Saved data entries
+--
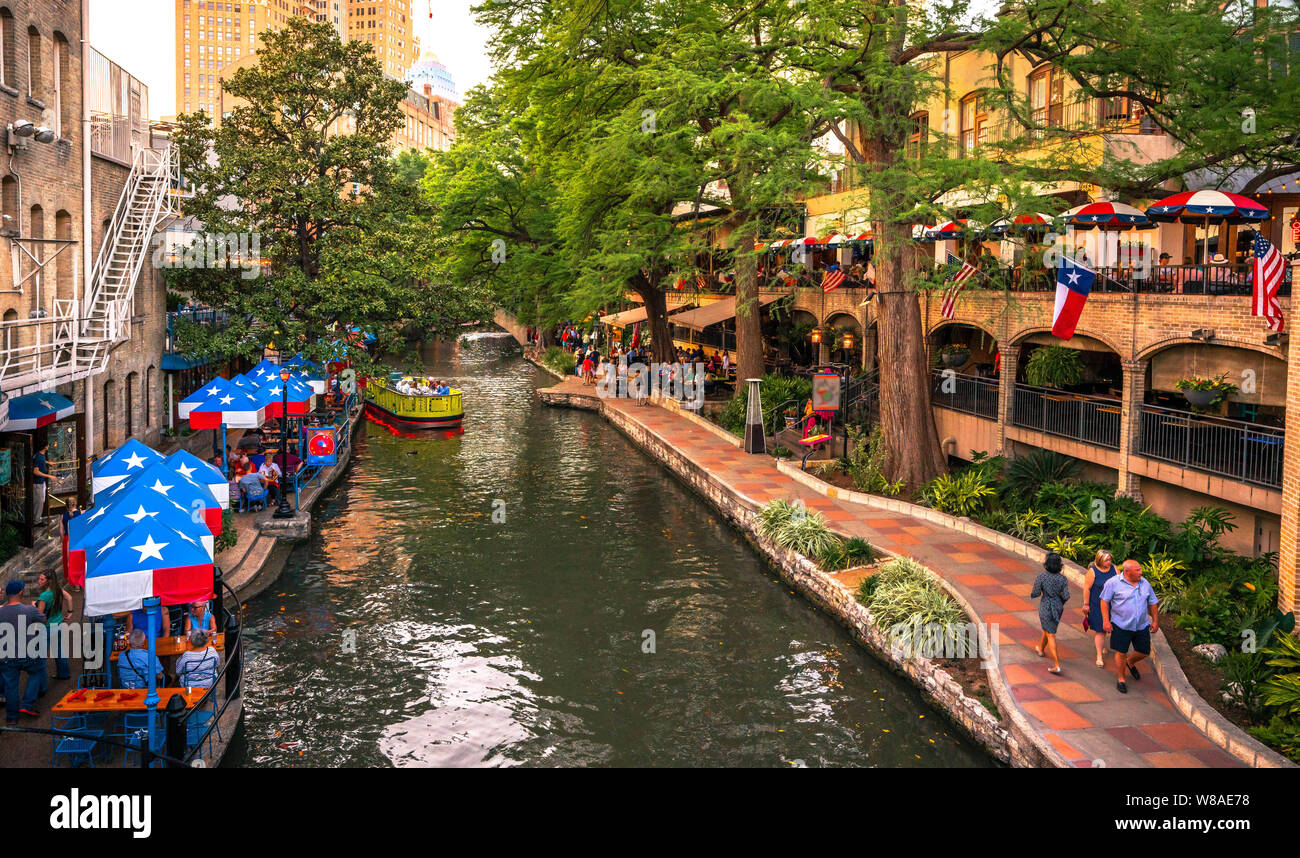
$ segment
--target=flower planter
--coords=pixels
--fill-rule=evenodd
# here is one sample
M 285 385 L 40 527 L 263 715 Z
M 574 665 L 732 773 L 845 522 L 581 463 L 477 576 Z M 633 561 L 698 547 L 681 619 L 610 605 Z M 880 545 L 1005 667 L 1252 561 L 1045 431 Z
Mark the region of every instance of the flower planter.
M 940 360 L 942 360 L 943 365 L 947 367 L 956 368 L 964 366 L 966 361 L 970 360 L 970 352 L 950 352 L 943 355 Z
M 1193 408 L 1207 408 L 1222 394 L 1217 390 L 1184 390 L 1187 404 Z

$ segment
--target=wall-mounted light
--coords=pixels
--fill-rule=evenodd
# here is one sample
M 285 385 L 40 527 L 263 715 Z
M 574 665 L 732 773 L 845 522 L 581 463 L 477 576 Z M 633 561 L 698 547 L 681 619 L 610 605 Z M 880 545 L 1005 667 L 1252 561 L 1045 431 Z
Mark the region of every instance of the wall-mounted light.
M 844 350 L 845 350 L 845 351 L 849 351 L 849 350 L 852 349 L 852 348 L 853 348 L 853 332 L 852 332 L 852 331 L 845 331 L 845 332 L 844 332 Z
M 36 135 L 36 126 L 26 119 L 19 119 L 9 126 L 9 130 L 14 133 L 15 137 L 33 137 Z
M 58 135 L 54 133 L 53 128 L 46 128 L 45 126 L 42 125 L 40 128 L 36 129 L 37 143 L 53 143 L 55 140 L 58 139 L 59 139 Z
M 1214 331 L 1209 328 L 1196 328 L 1192 331 L 1192 339 L 1200 340 L 1203 343 L 1209 342 L 1214 339 Z
M 809 339 L 811 339 L 814 343 L 820 343 L 820 342 L 822 341 L 822 329 L 821 329 L 821 328 L 813 328 L 813 329 L 812 329 L 812 333 L 809 334 L 808 337 L 809 337 Z

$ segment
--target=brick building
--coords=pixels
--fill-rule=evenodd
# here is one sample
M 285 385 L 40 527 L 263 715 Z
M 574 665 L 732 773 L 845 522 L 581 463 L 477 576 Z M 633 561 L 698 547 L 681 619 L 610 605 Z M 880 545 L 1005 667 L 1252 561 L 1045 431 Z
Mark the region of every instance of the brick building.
+--
What to work on = Go through the data and return each line where the word "brick" appears.

Reply to the task =
--target=brick building
Mark the region of every instance of the brick building.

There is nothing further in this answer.